» Parti dell'esercizio:
**1.** Ricopia fedelmente il brano su Rafah, cominciando da "Lo riporta la" e proseguendo fino a "aria nei polmoni.".
**2.** Secondo il brano su Rafah, quanti ostaggi come minimo deve far rilasciare l'accordo che Israele è disposto ad accettare?
═══ Brano estratto ═══
L’esercito ha ammassato decine di carri armati e veicoli blindati lungo il confine meridionale con Gaza, al valico israeliano di Kerem Shalom, vicino a Rafah, come hanno riferito giornalisti che hanno visto il movimento dei mezzi militari.

Un’operazione sostanzialmente già annunciata nel pomeriggio di giovedì, quando l’esercito israeliano (Idf) ha informato il governo che le sue forze hanno completato i preparativi per entrare a Rafah e che la data dipende solo dal gabinetto di guerra.

Uscendo dal teso e prolungato gabinetto di guerra, un alto ufficiale israeliano ha parlato chiaro: «Siamo diretti a Rafah senza dubbio. Non c’è contraddizione tra questa operazione e un accordo per la restituzione degli ostaggi. Più ci avviciniamo a Rafah, più il coinvolgimento egiziano aumenta, naturalmente».

L’operazione militare s’intreccia con la vicenda degli ostaggi ancora in mano ad Hamas e ad altri gruppi armati palestinesi. Israele accetterà un accordo che preveda il rilascio di almeno 33 ostaggi, tra donne, anziani e feriti. Lo riferisce un alto funzionario israeliano ai media al termine dei colloqui tra Israele e la delegazione egiziana.

«Non permetteremo ad Hamas di parlare di 20 ostaggi come ha fatto» in precedenza, ha sottolineato la fonte a Channel 12. Il funzionario ha poi aggiunto che lo Stato ebraico è disposto a fare importanti concessioni come il ritorno dei palestinesi nel nord di Gaza e il ritiro dell’esercito dal Corridoio Netzarim che taglia in due la Striscia.

Intanto, sono 34.356 i palestinesi morti a Gaza, mentre i feriti sono 55.368. Tra i morti, oltre 13.800 sono bambini. Tra loro c’è Sabreen al-Sakani, la bambina nata con un parto cesareo d’urgenza nell’ospedale di Rafah, nel sud della Striscia di Gaza, mentre la madre moriva dopo che la sua casa era stata colpita da un raid aereo israeliano.

Lo riporta la Bbc scrivendo la parola fine a una storia che era diventata il simbolo della speranza nella Striscia e a un successo dei medici che erano riusciti a estrarre viva la neonata dal ventre della madre morente e a rianimare la bambina pompandole aria nei polmoni.
═══ Dati registrati ═══
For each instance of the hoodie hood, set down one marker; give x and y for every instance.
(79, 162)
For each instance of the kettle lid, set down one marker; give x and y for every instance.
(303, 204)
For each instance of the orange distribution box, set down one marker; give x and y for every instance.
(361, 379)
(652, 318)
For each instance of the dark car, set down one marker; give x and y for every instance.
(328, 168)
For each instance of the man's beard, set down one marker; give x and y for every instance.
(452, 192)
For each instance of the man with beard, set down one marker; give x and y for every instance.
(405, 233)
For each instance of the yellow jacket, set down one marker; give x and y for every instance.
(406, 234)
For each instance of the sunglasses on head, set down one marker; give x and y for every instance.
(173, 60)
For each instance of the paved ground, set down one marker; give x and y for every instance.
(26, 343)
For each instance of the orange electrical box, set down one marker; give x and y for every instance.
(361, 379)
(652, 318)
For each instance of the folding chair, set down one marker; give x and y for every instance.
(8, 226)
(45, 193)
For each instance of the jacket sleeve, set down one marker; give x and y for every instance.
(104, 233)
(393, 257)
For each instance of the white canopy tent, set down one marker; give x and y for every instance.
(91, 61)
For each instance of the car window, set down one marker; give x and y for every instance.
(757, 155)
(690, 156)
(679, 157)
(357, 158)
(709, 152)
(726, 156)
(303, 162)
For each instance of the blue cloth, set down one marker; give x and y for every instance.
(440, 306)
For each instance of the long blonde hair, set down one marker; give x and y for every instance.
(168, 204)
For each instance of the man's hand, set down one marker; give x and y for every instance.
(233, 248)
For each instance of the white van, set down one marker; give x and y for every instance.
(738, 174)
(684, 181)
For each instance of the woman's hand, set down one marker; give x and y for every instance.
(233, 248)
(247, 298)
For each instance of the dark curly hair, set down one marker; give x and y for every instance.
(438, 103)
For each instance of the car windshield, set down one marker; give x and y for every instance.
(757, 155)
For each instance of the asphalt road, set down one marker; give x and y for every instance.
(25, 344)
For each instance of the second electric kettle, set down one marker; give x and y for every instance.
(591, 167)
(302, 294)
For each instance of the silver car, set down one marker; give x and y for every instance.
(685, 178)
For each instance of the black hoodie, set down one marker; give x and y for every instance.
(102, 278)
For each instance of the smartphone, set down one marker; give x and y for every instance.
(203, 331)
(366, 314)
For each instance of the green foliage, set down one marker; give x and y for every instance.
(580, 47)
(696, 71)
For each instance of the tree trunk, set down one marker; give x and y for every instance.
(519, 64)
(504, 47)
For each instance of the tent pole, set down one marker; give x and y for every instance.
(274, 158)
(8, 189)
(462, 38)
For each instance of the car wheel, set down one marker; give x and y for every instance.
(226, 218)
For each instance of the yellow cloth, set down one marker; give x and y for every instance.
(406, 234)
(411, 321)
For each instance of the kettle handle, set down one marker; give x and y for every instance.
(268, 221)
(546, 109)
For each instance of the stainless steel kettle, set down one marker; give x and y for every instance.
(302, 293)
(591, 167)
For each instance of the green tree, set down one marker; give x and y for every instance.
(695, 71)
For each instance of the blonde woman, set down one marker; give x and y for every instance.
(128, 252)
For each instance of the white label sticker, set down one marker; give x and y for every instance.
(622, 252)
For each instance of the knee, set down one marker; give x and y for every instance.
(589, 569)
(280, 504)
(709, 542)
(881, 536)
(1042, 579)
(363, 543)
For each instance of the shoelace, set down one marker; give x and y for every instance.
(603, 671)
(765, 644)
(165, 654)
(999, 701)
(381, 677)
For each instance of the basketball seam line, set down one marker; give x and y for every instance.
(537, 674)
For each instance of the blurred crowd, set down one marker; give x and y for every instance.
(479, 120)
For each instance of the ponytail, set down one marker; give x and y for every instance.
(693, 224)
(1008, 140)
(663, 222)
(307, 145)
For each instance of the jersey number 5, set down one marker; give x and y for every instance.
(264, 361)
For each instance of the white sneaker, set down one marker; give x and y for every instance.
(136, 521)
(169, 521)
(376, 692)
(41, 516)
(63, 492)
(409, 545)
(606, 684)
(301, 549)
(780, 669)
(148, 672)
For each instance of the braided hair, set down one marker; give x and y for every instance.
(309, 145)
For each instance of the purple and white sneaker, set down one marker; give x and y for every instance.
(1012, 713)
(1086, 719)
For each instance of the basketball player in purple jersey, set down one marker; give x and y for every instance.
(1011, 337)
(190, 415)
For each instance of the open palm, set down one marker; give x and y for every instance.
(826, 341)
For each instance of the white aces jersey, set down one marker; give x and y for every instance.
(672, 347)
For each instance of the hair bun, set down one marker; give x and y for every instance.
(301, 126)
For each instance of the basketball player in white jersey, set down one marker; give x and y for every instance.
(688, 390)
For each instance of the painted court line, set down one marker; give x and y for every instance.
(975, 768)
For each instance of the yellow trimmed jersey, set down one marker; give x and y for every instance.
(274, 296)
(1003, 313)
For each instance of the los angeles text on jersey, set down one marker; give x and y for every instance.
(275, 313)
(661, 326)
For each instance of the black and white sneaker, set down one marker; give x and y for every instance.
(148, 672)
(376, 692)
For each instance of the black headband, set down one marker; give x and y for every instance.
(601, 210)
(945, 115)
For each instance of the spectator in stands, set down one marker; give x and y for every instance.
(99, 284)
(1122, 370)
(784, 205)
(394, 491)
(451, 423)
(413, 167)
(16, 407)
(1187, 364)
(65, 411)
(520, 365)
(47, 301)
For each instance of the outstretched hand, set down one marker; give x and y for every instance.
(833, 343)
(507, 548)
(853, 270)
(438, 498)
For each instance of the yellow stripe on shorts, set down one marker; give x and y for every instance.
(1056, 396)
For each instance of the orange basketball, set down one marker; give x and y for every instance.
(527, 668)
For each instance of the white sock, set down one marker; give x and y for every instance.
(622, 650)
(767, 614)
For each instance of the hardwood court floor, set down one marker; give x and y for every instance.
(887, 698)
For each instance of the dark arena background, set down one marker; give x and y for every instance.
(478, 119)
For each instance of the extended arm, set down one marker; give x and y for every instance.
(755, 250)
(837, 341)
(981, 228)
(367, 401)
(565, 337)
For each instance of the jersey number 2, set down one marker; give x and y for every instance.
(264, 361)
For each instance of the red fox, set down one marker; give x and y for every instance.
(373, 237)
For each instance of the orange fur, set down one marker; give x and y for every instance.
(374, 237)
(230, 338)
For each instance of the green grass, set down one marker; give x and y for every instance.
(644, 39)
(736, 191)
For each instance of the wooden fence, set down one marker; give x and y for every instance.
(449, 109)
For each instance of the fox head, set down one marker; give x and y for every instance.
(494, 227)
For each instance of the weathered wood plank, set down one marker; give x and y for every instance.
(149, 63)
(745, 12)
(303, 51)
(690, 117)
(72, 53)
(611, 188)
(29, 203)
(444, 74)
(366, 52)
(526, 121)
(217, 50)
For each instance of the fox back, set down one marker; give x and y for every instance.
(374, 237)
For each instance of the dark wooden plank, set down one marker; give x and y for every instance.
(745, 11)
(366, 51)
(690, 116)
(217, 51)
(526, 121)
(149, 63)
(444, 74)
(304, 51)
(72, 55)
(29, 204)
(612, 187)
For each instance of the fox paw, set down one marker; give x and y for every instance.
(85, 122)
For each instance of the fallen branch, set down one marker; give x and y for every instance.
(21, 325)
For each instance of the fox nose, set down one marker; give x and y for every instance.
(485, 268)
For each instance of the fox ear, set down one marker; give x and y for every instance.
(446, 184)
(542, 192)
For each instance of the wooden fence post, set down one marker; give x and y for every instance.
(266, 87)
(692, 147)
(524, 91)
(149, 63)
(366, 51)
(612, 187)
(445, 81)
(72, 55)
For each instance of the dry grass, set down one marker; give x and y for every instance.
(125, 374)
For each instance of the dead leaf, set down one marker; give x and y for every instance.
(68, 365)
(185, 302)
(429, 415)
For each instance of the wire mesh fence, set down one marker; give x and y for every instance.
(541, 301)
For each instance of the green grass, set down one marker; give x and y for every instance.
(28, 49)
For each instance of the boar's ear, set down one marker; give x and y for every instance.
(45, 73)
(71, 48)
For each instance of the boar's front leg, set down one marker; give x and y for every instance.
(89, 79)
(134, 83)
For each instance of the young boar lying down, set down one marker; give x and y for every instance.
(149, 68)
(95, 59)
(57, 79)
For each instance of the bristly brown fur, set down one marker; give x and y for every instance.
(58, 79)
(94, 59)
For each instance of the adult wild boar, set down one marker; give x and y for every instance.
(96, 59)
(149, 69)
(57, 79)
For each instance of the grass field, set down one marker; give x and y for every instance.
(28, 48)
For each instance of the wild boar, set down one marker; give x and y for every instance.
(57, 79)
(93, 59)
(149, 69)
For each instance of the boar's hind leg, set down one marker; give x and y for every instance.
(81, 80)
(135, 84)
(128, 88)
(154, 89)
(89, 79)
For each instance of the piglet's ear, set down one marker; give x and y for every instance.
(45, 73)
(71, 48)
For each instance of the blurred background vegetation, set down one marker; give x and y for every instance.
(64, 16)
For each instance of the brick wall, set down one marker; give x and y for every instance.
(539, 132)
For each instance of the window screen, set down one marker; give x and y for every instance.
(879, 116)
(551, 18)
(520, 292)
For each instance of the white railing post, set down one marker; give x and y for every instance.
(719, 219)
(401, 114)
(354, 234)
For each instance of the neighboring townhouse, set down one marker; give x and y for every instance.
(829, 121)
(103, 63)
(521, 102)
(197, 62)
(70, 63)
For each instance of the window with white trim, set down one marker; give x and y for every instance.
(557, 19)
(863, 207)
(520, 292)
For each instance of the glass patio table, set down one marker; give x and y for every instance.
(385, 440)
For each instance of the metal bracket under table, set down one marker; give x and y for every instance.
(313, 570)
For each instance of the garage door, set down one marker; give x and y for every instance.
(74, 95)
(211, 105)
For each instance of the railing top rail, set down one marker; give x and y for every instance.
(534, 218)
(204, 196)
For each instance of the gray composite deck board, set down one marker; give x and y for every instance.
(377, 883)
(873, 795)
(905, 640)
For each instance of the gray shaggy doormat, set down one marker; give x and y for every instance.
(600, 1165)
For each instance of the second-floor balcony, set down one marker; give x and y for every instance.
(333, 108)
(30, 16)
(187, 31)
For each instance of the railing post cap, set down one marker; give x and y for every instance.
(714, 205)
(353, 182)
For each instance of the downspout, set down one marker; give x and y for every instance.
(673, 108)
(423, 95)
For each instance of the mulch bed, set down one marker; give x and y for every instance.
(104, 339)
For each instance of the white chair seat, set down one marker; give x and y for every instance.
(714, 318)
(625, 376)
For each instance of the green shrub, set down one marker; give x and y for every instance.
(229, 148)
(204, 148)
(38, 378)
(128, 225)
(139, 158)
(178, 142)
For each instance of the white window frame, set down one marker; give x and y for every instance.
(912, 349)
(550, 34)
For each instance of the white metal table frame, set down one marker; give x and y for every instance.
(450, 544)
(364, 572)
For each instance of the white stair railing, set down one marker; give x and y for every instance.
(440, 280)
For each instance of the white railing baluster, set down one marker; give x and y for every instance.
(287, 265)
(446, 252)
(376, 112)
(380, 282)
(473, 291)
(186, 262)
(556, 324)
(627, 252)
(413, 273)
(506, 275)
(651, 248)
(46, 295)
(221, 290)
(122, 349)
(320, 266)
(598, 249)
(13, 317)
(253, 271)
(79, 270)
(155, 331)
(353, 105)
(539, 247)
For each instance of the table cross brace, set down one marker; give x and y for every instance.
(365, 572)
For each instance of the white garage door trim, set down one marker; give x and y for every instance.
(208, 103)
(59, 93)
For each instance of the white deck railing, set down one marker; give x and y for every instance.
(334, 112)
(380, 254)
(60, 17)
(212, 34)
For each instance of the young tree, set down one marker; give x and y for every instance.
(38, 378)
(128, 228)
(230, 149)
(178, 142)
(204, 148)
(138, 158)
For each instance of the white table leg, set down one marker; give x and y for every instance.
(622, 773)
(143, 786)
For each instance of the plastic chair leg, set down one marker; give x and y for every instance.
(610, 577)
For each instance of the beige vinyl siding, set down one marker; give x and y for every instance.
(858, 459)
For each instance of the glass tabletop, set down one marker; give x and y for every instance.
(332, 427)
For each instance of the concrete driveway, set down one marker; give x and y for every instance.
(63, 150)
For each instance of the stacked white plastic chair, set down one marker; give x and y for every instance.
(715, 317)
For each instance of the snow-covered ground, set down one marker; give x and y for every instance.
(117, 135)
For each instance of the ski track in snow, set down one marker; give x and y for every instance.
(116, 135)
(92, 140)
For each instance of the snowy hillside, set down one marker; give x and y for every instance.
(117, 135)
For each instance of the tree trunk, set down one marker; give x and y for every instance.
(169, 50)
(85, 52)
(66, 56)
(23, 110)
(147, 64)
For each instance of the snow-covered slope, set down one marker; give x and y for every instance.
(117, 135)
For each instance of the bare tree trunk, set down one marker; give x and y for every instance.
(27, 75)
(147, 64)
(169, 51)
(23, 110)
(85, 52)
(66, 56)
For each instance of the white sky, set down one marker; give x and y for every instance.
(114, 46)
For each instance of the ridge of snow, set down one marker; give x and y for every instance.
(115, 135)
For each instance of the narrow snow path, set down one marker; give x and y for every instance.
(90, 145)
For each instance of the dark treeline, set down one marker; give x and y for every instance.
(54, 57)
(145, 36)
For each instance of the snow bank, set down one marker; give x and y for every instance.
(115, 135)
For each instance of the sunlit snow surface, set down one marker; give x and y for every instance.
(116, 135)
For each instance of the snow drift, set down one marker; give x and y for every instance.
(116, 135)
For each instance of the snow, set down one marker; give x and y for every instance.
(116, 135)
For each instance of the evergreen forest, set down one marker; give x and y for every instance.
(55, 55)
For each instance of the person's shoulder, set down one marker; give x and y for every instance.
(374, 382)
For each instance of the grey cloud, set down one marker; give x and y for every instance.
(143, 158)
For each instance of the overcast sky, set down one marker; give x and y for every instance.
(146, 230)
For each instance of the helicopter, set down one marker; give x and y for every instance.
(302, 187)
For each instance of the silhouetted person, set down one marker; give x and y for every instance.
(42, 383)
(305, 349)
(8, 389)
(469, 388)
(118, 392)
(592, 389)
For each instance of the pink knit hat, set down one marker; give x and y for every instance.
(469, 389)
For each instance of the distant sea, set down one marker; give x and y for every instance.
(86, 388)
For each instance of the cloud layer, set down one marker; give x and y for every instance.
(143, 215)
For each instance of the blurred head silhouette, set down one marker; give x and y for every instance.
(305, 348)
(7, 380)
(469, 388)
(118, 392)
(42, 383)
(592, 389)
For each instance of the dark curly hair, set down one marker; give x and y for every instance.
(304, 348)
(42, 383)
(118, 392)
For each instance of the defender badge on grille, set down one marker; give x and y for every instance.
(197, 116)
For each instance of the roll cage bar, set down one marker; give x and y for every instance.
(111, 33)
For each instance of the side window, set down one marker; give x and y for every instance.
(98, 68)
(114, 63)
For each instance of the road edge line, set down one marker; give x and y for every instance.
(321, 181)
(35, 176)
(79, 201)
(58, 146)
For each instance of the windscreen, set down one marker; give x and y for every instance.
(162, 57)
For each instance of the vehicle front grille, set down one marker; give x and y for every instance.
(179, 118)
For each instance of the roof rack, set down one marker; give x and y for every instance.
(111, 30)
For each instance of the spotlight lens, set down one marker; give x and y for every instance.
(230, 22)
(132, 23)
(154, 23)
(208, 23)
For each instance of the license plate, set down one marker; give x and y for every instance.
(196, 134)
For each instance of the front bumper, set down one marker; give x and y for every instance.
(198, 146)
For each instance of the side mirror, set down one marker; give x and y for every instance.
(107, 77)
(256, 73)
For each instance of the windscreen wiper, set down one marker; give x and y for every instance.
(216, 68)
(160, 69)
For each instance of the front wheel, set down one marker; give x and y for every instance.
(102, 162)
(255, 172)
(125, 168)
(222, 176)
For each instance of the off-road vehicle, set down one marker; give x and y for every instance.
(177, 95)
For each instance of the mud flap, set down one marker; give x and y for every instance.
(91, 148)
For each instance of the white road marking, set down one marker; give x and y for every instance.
═══
» Risultati dell'esercizio:
**1.**
Lo riporta la Bbc scrivendo la parola fine a una storia che era diventata il simbolo della speranza nella Striscia e a un successo dei medici che erano riusciti a estrarre viva la neonata dal ventre della madre morente e a rianimare la bambina pompandole aria nei polmoni.

**2.** Almeno 33 ostaggi, tra donne, anziani e feriti.